→ **EXTRACT TO READ**:

begin

Systems are designed to handle spikes in demand, but the wild and unpredictable weather linked to global warming will very likely push grids beyond their limits.

By Brad Plumer Published Feb. 16, 2021  nytimes.com

Huge winter storms plunged large parts of the central and southern United States into an energy crisis this week, with frigid blasts of Arctic weather crippling electric grids and leaving millions of Americans without power amid dangerously cold temperatures.

The grid failures were most severe in Texas, where more than four million people woke up Tuesday morning to rolling blackouts. Separate regional grids in the Southwest and Midwest also faced serious strain. As of Tuesday afternoon, at least 23 people nationwide had died in the storm or its aftermath.

end

→ **REQUIRED TASKS**:
A - In the article on the winter storm grid failures, how many people in Texas woke up Tuesday morning to rolling blackouts?
B - Duplicate the passage of the article on the winter storm grid failures starting with "By Brad Plumer" and going on through "or its aftermath.".

→ **SUPPLIED DATA**:
begin

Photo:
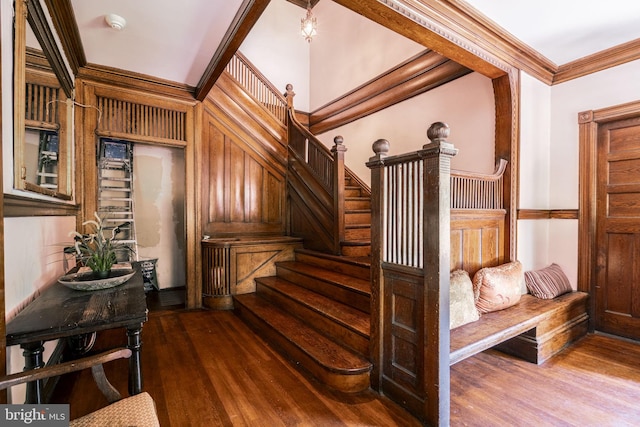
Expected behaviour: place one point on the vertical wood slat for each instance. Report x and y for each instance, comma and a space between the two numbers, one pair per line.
410, 289
470, 190
41, 103
258, 86
142, 120
216, 281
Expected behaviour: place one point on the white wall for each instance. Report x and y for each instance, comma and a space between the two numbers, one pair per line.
466, 105
549, 164
159, 188
350, 50
277, 49
33, 261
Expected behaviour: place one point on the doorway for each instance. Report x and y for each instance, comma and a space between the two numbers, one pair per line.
610, 217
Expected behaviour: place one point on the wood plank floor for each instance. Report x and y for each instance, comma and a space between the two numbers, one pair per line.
206, 368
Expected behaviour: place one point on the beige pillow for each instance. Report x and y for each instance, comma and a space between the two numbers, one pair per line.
461, 300
548, 282
498, 287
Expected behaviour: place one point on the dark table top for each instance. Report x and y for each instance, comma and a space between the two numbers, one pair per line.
62, 312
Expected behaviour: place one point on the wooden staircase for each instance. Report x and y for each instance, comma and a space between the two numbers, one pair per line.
316, 311
357, 219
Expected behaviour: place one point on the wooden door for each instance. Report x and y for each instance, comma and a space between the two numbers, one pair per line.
618, 229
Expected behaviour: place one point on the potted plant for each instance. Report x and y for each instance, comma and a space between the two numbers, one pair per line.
95, 250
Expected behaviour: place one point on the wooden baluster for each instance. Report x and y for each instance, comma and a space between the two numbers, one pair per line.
338, 151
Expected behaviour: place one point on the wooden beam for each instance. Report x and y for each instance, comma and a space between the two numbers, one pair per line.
248, 14
425, 71
64, 21
599, 61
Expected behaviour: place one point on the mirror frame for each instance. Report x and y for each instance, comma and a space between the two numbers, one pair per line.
30, 12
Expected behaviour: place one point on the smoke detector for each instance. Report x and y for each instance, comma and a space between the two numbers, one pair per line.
116, 22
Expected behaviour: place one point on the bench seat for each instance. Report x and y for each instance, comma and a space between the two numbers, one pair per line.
534, 329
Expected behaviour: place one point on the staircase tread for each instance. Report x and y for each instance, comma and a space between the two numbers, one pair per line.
326, 352
358, 261
343, 314
334, 277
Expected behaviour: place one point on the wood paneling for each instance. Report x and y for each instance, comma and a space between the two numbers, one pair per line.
243, 158
477, 239
547, 213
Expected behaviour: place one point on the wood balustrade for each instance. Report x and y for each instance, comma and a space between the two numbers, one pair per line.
413, 196
470, 190
241, 69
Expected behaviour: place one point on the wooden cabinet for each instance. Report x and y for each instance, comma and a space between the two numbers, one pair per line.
230, 265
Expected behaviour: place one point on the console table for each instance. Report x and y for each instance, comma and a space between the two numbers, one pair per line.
60, 312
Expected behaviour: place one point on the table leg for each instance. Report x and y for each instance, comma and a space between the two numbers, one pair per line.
134, 343
33, 359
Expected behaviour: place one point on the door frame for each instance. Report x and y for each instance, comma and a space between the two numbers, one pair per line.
589, 123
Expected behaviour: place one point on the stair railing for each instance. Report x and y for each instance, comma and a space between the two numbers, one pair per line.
410, 227
470, 190
317, 176
248, 76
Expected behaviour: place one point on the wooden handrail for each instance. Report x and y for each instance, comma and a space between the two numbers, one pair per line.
242, 70
472, 190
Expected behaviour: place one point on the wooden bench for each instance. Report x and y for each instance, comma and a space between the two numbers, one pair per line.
534, 329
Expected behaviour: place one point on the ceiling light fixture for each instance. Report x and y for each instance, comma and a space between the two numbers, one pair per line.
116, 22
308, 24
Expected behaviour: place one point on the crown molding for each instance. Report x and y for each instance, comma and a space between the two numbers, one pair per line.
131, 80
599, 61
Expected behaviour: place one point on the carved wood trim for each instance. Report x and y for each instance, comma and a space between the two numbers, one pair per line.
135, 81
423, 72
547, 213
66, 26
599, 61
248, 14
411, 18
589, 121
18, 206
38, 21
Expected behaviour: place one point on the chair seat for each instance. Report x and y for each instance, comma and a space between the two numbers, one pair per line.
138, 410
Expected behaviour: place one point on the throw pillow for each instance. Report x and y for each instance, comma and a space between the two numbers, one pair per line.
547, 283
498, 287
462, 307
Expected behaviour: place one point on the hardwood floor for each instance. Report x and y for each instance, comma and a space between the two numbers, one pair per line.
207, 368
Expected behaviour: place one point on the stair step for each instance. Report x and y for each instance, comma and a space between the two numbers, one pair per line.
353, 203
360, 268
349, 290
356, 249
352, 191
340, 322
333, 364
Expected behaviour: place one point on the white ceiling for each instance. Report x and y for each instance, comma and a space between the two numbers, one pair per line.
565, 30
175, 40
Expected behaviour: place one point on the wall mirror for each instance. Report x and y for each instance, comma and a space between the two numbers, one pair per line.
43, 115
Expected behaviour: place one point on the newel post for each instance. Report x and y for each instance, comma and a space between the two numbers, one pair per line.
338, 151
289, 94
436, 157
376, 164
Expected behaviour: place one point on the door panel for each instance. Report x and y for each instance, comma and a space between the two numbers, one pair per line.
618, 229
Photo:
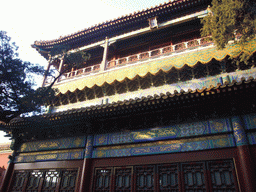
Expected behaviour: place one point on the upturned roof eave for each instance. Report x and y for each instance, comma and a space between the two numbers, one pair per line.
171, 6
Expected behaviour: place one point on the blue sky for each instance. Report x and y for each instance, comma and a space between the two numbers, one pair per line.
28, 20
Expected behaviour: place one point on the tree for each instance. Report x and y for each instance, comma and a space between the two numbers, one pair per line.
17, 92
73, 59
229, 19
17, 86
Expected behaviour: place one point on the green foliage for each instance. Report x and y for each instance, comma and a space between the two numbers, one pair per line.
17, 93
72, 59
229, 19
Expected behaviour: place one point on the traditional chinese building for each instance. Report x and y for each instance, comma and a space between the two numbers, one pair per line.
155, 108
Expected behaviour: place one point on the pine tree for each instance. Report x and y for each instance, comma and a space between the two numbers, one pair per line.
231, 20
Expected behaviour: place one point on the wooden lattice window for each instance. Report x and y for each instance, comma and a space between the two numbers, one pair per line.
216, 176
168, 178
222, 175
123, 179
194, 177
50, 180
102, 180
34, 181
60, 180
145, 178
19, 180
68, 181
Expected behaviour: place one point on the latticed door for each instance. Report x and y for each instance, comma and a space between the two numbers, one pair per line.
34, 181
102, 180
60, 180
145, 180
168, 178
123, 179
204, 176
68, 181
193, 177
19, 180
222, 176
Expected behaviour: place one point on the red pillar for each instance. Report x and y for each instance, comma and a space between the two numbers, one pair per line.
7, 177
245, 160
86, 172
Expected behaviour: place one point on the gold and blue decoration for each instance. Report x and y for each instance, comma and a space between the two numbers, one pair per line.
50, 156
220, 125
252, 138
166, 146
250, 121
169, 132
239, 132
53, 144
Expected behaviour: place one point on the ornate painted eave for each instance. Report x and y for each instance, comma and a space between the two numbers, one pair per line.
154, 66
171, 7
139, 105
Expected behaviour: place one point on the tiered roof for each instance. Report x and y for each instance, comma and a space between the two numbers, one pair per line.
124, 23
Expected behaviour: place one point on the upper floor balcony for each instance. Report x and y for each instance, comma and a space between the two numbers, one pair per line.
138, 58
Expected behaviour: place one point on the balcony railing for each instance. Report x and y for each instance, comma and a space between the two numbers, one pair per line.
163, 51
160, 52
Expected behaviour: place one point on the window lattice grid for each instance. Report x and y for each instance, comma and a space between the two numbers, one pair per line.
19, 181
168, 178
34, 181
123, 179
194, 177
145, 178
103, 180
68, 181
222, 176
50, 181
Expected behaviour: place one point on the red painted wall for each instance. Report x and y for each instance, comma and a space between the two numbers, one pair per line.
4, 159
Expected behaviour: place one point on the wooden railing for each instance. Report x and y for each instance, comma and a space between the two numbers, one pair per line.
163, 51
160, 52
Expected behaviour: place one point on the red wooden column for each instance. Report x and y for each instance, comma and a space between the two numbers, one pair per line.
86, 172
7, 177
246, 165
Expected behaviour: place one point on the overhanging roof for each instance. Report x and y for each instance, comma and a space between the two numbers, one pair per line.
171, 8
177, 99
154, 66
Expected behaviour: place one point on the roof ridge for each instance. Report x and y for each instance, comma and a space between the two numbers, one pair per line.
107, 22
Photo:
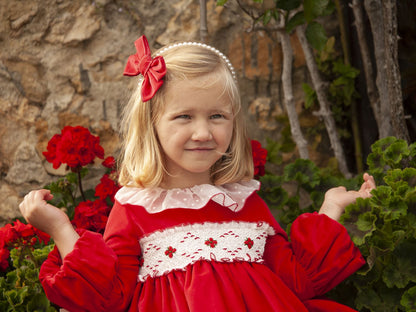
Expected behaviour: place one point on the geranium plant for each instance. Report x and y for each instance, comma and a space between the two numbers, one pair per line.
23, 248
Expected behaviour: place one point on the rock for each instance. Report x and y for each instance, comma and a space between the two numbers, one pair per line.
87, 23
9, 204
27, 166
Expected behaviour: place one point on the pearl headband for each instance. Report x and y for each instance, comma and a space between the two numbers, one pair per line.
153, 70
205, 46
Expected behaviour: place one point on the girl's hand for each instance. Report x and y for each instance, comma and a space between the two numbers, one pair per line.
49, 219
336, 199
42, 215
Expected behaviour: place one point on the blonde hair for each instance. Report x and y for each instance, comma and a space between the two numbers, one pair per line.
142, 158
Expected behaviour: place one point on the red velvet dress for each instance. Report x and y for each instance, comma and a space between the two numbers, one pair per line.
218, 255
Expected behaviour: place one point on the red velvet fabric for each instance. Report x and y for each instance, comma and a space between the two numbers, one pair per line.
100, 274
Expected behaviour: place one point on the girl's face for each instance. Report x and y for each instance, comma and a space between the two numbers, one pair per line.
194, 130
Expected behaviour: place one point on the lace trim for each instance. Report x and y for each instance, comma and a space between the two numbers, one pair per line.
176, 248
155, 200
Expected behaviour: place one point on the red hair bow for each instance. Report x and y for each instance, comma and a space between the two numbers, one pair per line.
153, 70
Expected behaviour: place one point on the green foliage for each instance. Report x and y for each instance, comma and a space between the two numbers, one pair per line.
383, 226
20, 288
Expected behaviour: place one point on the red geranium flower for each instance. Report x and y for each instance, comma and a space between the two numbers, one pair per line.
106, 188
211, 242
75, 146
91, 215
4, 256
259, 158
18, 235
109, 162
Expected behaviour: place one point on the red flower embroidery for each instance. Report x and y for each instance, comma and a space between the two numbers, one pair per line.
141, 261
91, 215
259, 158
170, 251
249, 243
211, 242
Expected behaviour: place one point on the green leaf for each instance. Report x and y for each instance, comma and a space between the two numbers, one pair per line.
310, 95
304, 172
401, 269
296, 20
316, 36
395, 152
360, 219
314, 8
288, 5
408, 299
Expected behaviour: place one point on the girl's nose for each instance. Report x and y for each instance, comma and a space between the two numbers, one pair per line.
202, 132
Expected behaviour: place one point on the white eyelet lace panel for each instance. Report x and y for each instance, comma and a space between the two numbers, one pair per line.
176, 248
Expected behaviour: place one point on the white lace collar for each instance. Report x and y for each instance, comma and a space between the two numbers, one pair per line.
232, 196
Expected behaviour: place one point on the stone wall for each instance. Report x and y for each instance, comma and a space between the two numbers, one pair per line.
61, 63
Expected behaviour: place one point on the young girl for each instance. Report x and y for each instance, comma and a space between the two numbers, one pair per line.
188, 231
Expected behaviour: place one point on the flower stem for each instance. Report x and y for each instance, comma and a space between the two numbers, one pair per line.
80, 185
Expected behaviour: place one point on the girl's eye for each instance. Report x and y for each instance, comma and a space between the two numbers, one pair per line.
217, 116
184, 116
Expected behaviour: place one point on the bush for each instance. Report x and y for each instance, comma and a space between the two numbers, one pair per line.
383, 226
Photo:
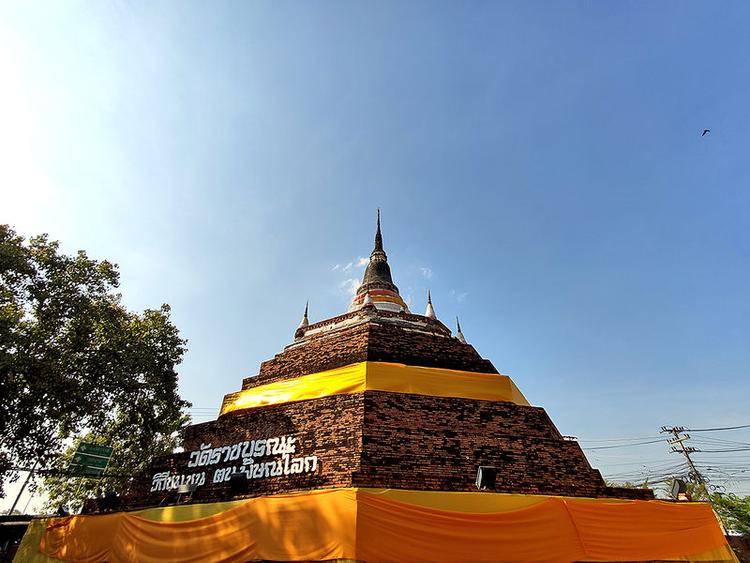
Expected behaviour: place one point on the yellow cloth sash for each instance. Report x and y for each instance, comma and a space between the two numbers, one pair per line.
379, 376
389, 525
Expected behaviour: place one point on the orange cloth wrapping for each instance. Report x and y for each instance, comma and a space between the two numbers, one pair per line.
379, 376
372, 525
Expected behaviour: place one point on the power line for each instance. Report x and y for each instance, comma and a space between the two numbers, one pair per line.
682, 449
622, 445
717, 429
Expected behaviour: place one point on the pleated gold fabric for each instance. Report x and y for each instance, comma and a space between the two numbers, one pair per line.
383, 525
379, 376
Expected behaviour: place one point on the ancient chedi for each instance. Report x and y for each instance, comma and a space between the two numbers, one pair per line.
378, 397
361, 441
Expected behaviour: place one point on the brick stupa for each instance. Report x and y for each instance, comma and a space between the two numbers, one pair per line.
369, 437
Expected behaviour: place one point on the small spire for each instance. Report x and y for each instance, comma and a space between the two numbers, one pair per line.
304, 322
378, 236
430, 311
368, 302
459, 334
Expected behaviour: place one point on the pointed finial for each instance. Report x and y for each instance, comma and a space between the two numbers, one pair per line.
304, 322
459, 334
430, 311
378, 236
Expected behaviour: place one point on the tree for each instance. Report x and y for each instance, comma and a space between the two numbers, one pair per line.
734, 511
75, 362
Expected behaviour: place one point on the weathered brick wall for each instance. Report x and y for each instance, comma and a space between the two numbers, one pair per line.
392, 440
373, 341
434, 443
389, 343
329, 428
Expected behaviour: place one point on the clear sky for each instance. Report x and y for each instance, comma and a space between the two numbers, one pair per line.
539, 165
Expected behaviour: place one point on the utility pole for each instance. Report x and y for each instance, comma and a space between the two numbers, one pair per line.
678, 446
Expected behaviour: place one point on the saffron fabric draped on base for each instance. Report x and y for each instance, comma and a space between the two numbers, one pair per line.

end

→ **OUTPUTS**:
A - More than four million

B -
By Brad Plumer Published Feb. 16, 2021  nytimes.com

Huge winter storms plunged large parts of the central and southern United States into an energy crisis this week, with frigid blasts of Arctic weather crippling electric grids and leaving millions of Americans without power amid dangerously cold temperatures.

The grid failures were most severe in Texas, where more than four million people woke up Tuesday morning to rolling blackouts. Separate regional grids in the Southwest and Midwest also faced serious strain. As of Tuesday afternoon, at least 23 people nationwide had died in the storm or its aftermath.